> _TEXTO DE LEITURA_:
Introdução
Há uma frase muito citada do discurso de posse do Presidente Kennedy: "Não
pergunte o que sua pátria pode fazer por você - pergunte o que você pode fazer
por sua pátria". Constitui uma clara indicação da atitude dos tempos que correm,
que a controvérsia sobre esta frase se tenha focalizado sobre sua origem, e não
sobre seu conteúdo. Nenhuma das duas metades da declaração expressa uma relação
entre cidadãos e seu governo que seja digna dos ideais de homens livres numa
sociedade livre.
A frase paternalista "o que sua pátria pode fazer por você"
implica que o governo é o protetor, e o cidadão, o tutelado - uma visão que
contraria a crença do homem livre em sua própria responsabilidade com relação a
seu próprio destino. A frase organicista "o que você pode fazer por sua pátria"
implica que o governo é o senhor ou a deidade, e o cidadão, o servo ou o
adorador. Para o homem livre, a pátria é o conjunto de indivíduos que a compõem,
e não algo acima e além deles. O indivíduo tem orgulho de sua herança comum e
mantém lealdade a uma tradição comum. Mas considera o governo como um meio, um
instrumento - nem um distribuidor de favores e doações nem um senhor ou um deus
para ser cegamente servido e idolatrado. Não reconhece qualquer objetivo
nacional senão o conjunto de objetivos a que os cidadãos servem separadamente.
Não reconhece nenhum propósito nacional a não ser o conjunto de propósitos pêlos
quais os cidadãos lutam separadamente.
O homem livre não perguntará o que sua pátria pode fazer por ele ou o que pode
ele fazer por sua pátria. Perguntará de preferência: "o que eu e meus
compatriotas podemos fazer por meio do governo" para ajudar cada um de nós a
tomar suas responsabilidades, a alcançar nossos propósitos e objetivos diversos
e, acima de tudo, a proteger nossa liberdade? E acrescentará outra pergunta a
esta: "o que devemos fazer para impedir que o governo, que criamos, se torne um
Frankenstein e venha a destruir justamente a liberdade para cuja proteção nós o
estabelecemos?" A liberdade é uma planta rara e delicada. Nossas próprias
observações indicam, e a história confirma, que a grande ameaça ã liberdade está
constituída pela concentração do poder. O governo é necessário para preservar
nossa liberdade, é um instrumento por meio do qual podemos exercer nossa
liberdade; entretanto, pelo fato de concentrar poder em mãos políticas, ele é
também uma ameaça à liberdade. Mesmo se os homens que controlam esse poder
estejam, inicialmente, repletos de boa vontade e mesmo que não venham a ser
corrompidos pelo poder, este formará e atrairá homens de tipos diferentes.
Como nos podemos beneficiar das vantagens de ter um governo e, ao mesmo tempo,
evitar a ameaça à liberdade? Dois grandes princípios apresentados em nossa
Constituição nos dão a resposta que foi capaz de preservar nossa liberdade até
agora - embora tenham sido violados, repetidamente na prática, enquanto
proclamados como preceitos.

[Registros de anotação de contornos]

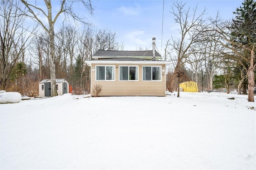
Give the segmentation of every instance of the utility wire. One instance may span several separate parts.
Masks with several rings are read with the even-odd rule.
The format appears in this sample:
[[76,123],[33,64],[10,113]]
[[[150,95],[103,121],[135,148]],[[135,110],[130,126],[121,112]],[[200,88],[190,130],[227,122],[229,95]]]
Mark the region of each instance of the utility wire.
[[163,0],[163,17],[162,22],[162,40],[161,42],[161,54],[162,54],[162,49],[163,44],[163,29],[164,28],[164,0]]

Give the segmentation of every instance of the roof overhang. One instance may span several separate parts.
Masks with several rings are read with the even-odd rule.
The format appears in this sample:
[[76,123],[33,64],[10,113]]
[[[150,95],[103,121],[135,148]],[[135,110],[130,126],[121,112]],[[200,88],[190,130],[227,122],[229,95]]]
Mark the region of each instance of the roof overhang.
[[110,61],[96,60],[86,61],[86,63],[89,66],[92,64],[166,64],[172,63],[171,61],[160,60],[142,60],[142,61]]

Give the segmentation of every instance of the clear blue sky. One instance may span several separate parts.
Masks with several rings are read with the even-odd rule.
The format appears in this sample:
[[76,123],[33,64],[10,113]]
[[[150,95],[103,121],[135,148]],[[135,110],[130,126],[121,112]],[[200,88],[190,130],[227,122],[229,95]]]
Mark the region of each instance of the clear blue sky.
[[[242,4],[242,0],[185,0],[187,6],[198,5],[198,11],[205,8],[206,16],[216,16],[219,11],[224,19],[232,19],[233,12]],[[163,0],[92,0],[93,16],[89,16],[98,29],[104,28],[117,33],[119,42],[124,42],[124,50],[135,50],[136,47],[144,49],[150,46],[152,38],[156,38],[156,45],[161,52]],[[170,11],[172,2],[165,0],[164,8],[163,48],[170,39],[175,27]],[[163,48],[162,48],[162,49]],[[150,49],[150,50],[152,49]],[[163,50],[162,50],[163,51]],[[162,54],[164,53],[162,51]]]
[[[40,0],[41,1],[42,0]],[[124,42],[124,50],[136,50],[141,47],[152,50],[152,38],[156,37],[156,44],[158,51],[162,55],[166,41],[171,35],[178,33],[177,24],[174,16],[170,13],[172,2],[164,0],[163,38],[162,41],[162,19],[164,0],[92,0],[94,10],[92,16],[85,12],[82,4],[74,7],[81,16],[86,17],[98,29],[104,28],[116,32],[117,41]],[[241,5],[243,0],[184,0],[186,8],[194,8],[197,5],[198,12],[205,8],[205,17],[214,17],[219,11],[225,19],[231,19],[234,16],[233,12]],[[53,3],[59,4],[56,0]],[[57,5],[57,4],[56,4]],[[54,6],[53,5],[54,8]],[[83,8],[83,7],[84,8]],[[56,9],[59,6],[55,6]],[[62,16],[64,17],[64,16]],[[62,18],[58,19],[57,23],[61,23]],[[58,27],[57,24],[55,25]]]

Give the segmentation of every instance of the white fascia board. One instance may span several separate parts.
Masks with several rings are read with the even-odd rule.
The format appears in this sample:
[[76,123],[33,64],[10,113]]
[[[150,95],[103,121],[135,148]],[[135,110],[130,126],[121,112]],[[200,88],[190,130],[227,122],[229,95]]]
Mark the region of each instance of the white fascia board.
[[[97,59],[97,58],[100,58],[100,59],[106,59],[106,58],[145,58],[145,59],[152,59],[152,56],[96,56],[94,55],[93,56],[92,58],[93,59]],[[156,59],[162,59],[162,57],[159,56],[156,56]]]
[[92,64],[166,64],[168,65],[172,63],[171,61],[106,61],[106,60],[90,60],[85,62],[90,66]]

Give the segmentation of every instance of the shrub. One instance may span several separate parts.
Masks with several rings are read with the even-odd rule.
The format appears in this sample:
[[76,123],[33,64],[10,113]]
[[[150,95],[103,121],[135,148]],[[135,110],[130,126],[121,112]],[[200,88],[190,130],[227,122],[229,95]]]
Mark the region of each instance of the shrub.
[[92,93],[94,96],[97,97],[99,96],[102,90],[102,86],[99,84],[96,84],[93,86]]

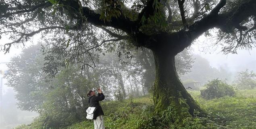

> _INSTRUÇÕES E REQUISITOS_:
Imprima sem alterações o trecho do texto de leitura que vai de "A frase paternalista" até "cidadãos servem separadamente.". Os registros provêm de outra fonte.

> _RESULTADO DO EXERCÍCIO_:
A frase paternalista "o que sua pátria pode fazer por você"
implica que o governo é o protetor, e o cidadão, o tutelado - uma visão que
contraria a crença do homem livre em sua própria responsabilidade com relação a
seu próprio destino. A frase organicista "o que você pode fazer por sua pátria"
implica que o governo é o senhor ou a deidade, e o cidadão, o servo ou o
adorador. Para o homem livre, a pátria é o conjunto de indivíduos que a compõem,
e não algo acima e além deles. O indivíduo tem orgulho de sua herança comum e
mantém lealdade a uma tradição comum. Mas considera o governo como um meio, um
instrumento - nem um distribuidor de favores e doações nem um senhor ou um deus
para ser cegamente servido e idolatrado. Não reconhece qualquer objetivo
nacional senão o conjunto de objetivos a que os cidadãos servem separadamente.